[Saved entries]
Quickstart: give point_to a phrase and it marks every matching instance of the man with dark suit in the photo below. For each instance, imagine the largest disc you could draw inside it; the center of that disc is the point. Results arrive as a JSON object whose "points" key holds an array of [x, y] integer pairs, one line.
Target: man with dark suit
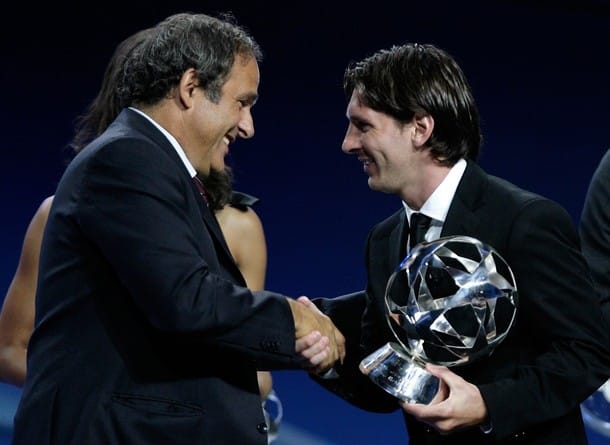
{"points": [[414, 125], [595, 230], [145, 331]]}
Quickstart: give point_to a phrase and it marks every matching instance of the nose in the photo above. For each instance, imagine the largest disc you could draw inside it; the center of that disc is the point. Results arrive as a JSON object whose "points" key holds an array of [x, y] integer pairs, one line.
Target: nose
{"points": [[246, 124], [351, 144]]}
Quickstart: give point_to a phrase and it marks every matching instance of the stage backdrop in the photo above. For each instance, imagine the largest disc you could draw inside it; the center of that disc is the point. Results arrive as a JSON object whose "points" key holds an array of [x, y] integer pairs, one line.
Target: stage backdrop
{"points": [[539, 71]]}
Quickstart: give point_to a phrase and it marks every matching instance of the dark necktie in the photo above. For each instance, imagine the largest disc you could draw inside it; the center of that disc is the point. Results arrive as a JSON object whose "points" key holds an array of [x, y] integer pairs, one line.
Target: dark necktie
{"points": [[202, 190], [418, 228]]}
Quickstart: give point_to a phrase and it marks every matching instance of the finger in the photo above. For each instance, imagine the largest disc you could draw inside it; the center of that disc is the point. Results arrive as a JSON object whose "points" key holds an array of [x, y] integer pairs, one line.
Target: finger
{"points": [[444, 374], [303, 299], [319, 360], [307, 341], [313, 349]]}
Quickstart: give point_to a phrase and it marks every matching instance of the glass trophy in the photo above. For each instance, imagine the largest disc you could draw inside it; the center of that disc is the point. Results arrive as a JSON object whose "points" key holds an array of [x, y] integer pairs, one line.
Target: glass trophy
{"points": [[449, 302]]}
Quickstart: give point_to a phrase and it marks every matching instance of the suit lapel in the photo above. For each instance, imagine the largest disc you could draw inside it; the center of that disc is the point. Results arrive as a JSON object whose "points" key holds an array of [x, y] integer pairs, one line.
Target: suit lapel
{"points": [[461, 217]]}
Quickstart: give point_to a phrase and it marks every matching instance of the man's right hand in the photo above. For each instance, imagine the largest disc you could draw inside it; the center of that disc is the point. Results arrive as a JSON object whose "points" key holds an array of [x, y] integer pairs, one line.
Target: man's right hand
{"points": [[317, 340]]}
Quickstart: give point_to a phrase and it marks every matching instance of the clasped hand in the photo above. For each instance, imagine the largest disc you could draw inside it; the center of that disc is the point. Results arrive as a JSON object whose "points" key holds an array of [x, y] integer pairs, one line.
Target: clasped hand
{"points": [[317, 340], [458, 403]]}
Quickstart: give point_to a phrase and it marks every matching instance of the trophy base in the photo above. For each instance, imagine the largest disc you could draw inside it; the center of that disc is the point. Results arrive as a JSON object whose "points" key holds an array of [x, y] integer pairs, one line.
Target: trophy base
{"points": [[397, 374]]}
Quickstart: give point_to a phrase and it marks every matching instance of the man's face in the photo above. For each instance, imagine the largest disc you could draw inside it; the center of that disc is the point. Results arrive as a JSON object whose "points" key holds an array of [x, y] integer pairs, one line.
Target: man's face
{"points": [[384, 146], [213, 126]]}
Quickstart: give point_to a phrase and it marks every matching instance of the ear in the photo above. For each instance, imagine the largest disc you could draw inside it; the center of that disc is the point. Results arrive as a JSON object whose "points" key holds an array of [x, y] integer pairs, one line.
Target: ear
{"points": [[422, 129], [187, 86]]}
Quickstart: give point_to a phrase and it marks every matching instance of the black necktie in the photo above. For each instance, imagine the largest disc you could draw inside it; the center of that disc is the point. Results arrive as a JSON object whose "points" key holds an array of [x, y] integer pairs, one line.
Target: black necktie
{"points": [[418, 228], [202, 190]]}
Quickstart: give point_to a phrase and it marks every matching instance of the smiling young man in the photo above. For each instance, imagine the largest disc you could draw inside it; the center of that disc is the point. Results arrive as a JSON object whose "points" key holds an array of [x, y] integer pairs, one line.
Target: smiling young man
{"points": [[414, 126], [145, 330]]}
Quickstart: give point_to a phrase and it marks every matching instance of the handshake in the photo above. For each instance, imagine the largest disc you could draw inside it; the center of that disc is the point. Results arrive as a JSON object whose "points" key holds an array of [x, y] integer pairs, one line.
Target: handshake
{"points": [[318, 341]]}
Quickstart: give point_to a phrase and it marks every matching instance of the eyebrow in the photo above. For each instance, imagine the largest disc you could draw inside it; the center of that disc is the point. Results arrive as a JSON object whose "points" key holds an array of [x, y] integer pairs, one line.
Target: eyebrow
{"points": [[250, 98]]}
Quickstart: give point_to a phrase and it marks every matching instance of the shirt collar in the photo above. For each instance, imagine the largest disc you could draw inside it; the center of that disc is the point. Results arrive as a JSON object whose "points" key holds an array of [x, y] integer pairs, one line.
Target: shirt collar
{"points": [[437, 204], [172, 140]]}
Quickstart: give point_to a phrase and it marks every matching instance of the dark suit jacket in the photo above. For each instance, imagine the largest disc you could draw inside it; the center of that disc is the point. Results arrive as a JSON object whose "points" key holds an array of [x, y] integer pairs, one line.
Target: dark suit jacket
{"points": [[595, 230], [145, 332], [557, 351]]}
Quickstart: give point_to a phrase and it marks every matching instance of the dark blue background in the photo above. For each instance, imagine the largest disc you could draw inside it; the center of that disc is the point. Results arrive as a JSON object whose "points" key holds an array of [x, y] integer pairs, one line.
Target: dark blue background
{"points": [[539, 71]]}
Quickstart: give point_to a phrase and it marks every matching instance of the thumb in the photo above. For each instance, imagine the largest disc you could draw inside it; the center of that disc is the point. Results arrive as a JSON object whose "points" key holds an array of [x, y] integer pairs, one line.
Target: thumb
{"points": [[306, 301]]}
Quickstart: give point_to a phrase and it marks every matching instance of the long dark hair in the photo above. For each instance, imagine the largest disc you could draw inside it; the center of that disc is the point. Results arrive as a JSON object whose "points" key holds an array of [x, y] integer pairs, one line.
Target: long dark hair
{"points": [[415, 79]]}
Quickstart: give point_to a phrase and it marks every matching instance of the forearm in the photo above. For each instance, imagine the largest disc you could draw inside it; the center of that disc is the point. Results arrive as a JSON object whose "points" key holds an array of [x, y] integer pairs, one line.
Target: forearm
{"points": [[13, 364]]}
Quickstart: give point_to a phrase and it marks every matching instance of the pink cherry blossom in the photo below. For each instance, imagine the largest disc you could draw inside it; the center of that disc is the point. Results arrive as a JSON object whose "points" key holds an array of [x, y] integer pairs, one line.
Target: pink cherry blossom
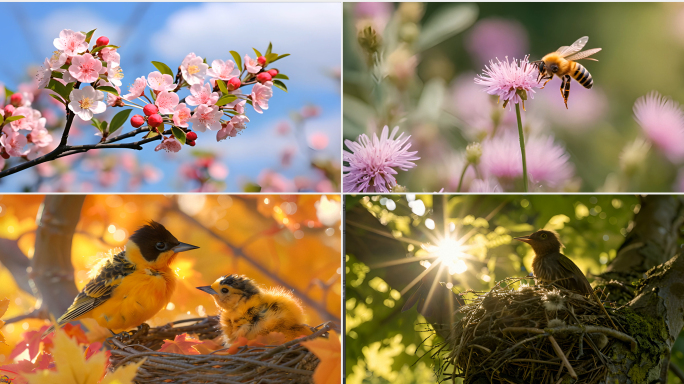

_Task prompt:_
Every entry above has to be repeated exactly, apart from its pictures.

_Expected answer:_
Quickstart: give point_to a phrase and it marks every matching instance of the man with dark suit in the photo below. For each instance, imagine the largest disc you could draw inside it; the center of that disc is the point. Results arrive as a JSON object whose "points" key holds an array of [x, y] integer pairs, one line.
Target: man with dark suit
{"points": [[414, 125], [595, 230], [145, 331]]}
Quickstart: give point_to a phrase and it marks every matching instance of the nose in the photo above. For each instance, imagine the largest disc you could draw inside it; the center of that disc is the point. Results arrive as a JSON object whose "points" key holds an array of [x, y] integer pairs, one line.
Target: nose
{"points": [[246, 124], [351, 144]]}
Quickstart: give point_to a phrase and it marks every matching instance of the stage backdrop in the photo above. For each instance, imagine the largest disc you could draw inside it; the center of that disc is the point. Results arrive as a JSON object whose "points" key holds an array of [x, y] integer pairs, one line.
Target: stage backdrop
{"points": [[539, 71]]}
Quickstart: give point_to a phrase and it marks every matching instance of the dark necktie in the photo above. For each instance, imagine the largest disc you could draw inside it; the center of that disc is the point. Results arrive as a JSON object whose "points" key holds an array of [x, y] integer pairs, one line.
Target: dark necktie
{"points": [[202, 190], [418, 228]]}
Quickstart: give point_to a phrase and it marks every matching instance of the finger in the photo above. For each instance, imagine the largest disc you could draw inside it; the center of that disc is the point. Results arrive as a JSON object whose "points" key holds an array of [x, y] integer pairs, one line.
Target: finger
{"points": [[444, 374], [303, 299], [319, 360], [307, 341], [313, 349]]}
Quickstart: give point_to a phrase and it marks every matching instance of the glass trophy in the photo above. For each instance, imagine the largest disc you could draw inside it; the center of that disc is the point. Results arrive as a JSON object whose "points" key holds an array of [x, y] integer pairs, one line.
Target: glass trophy
{"points": [[449, 302]]}
Quickstart: give point_to a phrase and it marks every matching instance of the suit lapel in the photo above. For each instance, imagine the largest disc you could draw inside it; the center of that disc is the point. Results arrive as a JSON object whose "points" key holds an array of [x, y] integer pairs, one line.
Target: suit lapel
{"points": [[461, 217]]}
Quickstart: give point_to a phrase and it marks every matching instance of the man's right hand in the photo above. For each instance, imagine the largest disc you could draw inside it; the center of that disc is the point. Results arrive as a JSON object whose "points" key holds an array of [x, y] integer pairs, one line.
Target: man's right hand
{"points": [[317, 340]]}
Quickstart: give point_to a phrase and it marks every matching instance of the clasped hand in the photo above. For each instance, imagine the largest disc you could draw inside it; the center of that disc is the point. Results arrive as a JSON object whose "points" key holds an array of [x, y] integer pairs, one line.
Target: clasped hand
{"points": [[317, 340], [458, 403]]}
Quickstart: give point_to a phrase and it marks every matching instance of the trophy base in the photo above. For each instance, imagine the largest disc you could draw inside it; the center of that disc is the point. Results arrive as a JSON object whose "points" key holds an array of [x, y] integer pairs, one line.
Target: trophy base
{"points": [[397, 374]]}
Quickstart: give point_to a phrase and it marks every matching instance of the man's face in the photo above. For each instance, imagine the largest disc you could draw inside it; the center of that disc is the point. Results arrive as a JSON object whose "points" key holds an array of [x, y] integer pairs, one line.
Target: man's face
{"points": [[384, 146], [213, 126]]}
Quickstart: give point_to a phrase and it marks every matching instance of the ear in the photo above. For each instance, imagine the largest disc you could draw inside it; the center of that disc is the point. Results arrive as a JSON object whose "points" key holds an array of [x, y] integer pairs, one line.
Target: ear
{"points": [[422, 129], [187, 86]]}
Quickstart: give point_to a phrase and it marks every matching instance of the black necktie in the photo above. For each instance, imagine the largest disc you could draw inside it; the center of that disc is the point. Results arrive as a JSON object whose "points" key holds an array of [x, y] integer pairs, one line.
Target: black necktie
{"points": [[418, 228], [202, 190]]}
Quickstart: give point_to a phrase and it marks every matching instance of the smiling young man in the photo above. For each instance, imagine the largest disc you could draw inside it; the center of that disc is the point. Results arrive as a JSON object whose "points" key holds an array of [x, y] integer pairs, one line.
Target: smiling young man
{"points": [[414, 126], [145, 330]]}
Quickstart: give point_to a phrase and it marks every matching instance of the handshake in the photo above. For each instance, imagine the largest disc you could draw inside it; the center of that disc is the point. Results arrive as a JSON object whose "points" key holds an array of [x, y] integer pairs, one line.
Target: handshake
{"points": [[318, 341]]}
Quickstart: give point_to a phrase and it marks every matching instance of the eyebrow in the photo above. For each instance, imagine the largest disc you could draw inside it; the center of that disc is the point. Results arrive as a JSON object whose "points" key holds an array of [x, y] integer pairs, one line.
Target: eyebrow
{"points": [[250, 98]]}
Quickstart: give point_to a phrase and it marks every matching instance of the shirt collar in the photo above. For each instance, imagine the largest disc you could draw inside it; the center of that disc is the point. Results arrive as a JSON object whose "points" key holds an array of [x, y] integer pairs, one line.
Target: shirt collar
{"points": [[437, 204], [172, 140]]}
Quickstart: give point_to a phrase and it marks every matching instance of the dark suit jacket in the photo above. For each instance, imagine the largest disc you could draw inside it; the center of that disc is the point. Results arrive as a JSON object whose "points" key holds an array of [x, y] integer pairs, one line.
Target: dark suit jacket
{"points": [[595, 230], [145, 332], [557, 351]]}
Quickstart: give point_to a phrase and it marks every matching instance of the dark blue background in the photo above. For each instance, imagine the largest disc you could draw inside it; the center of that disc is the point. Results arrive as a JSON object whose "points" key holds an array of [x, y] integer pairs, one line.
Target: dark blue background
{"points": [[539, 71]]}
Quickstart: give point_to a phrase and it marks every matching instance of the thumb in the photo above. For each instance, imagine the largest disc you could draw inside it; the center of that disc is the point. Results arrive as a JSON object whose "points" key holds an array of [x, y] integer pairs, one line.
Target: thumb
{"points": [[306, 301]]}
Quickstart: give point_to a phrase and it marks every matching instance of the long dark hair in the photo above. For each instance, imagine the largest disc you could draw inside it; the center of that disc is the point. Results arrive as a JSON object whose "points" key holds an array of [x, y] integer pairs, one line.
Target: long dark hair
{"points": [[415, 79]]}
Quickstart: give point_to a phrase and it marks every matching instance of the forearm in the photo above. For each instance, imagine the largest disc you could draw inside it; the center of that disc is the point. Results arrive as a JSON object whose "points" key holds an array of [x, y] integer pairs, one line.
Target: forearm
{"points": [[13, 364]]}
Quickstart: give point_to a phrase and it marks every matching instance of the pink cherry blossom in the photo below. For each instance, imagine the largest disc you could draw inside it; the center of that disc is the point. Results arrive as a JSON object whose "points" key holds an array of [x, y] integer pairs, one line.
Target: pink cherry blossom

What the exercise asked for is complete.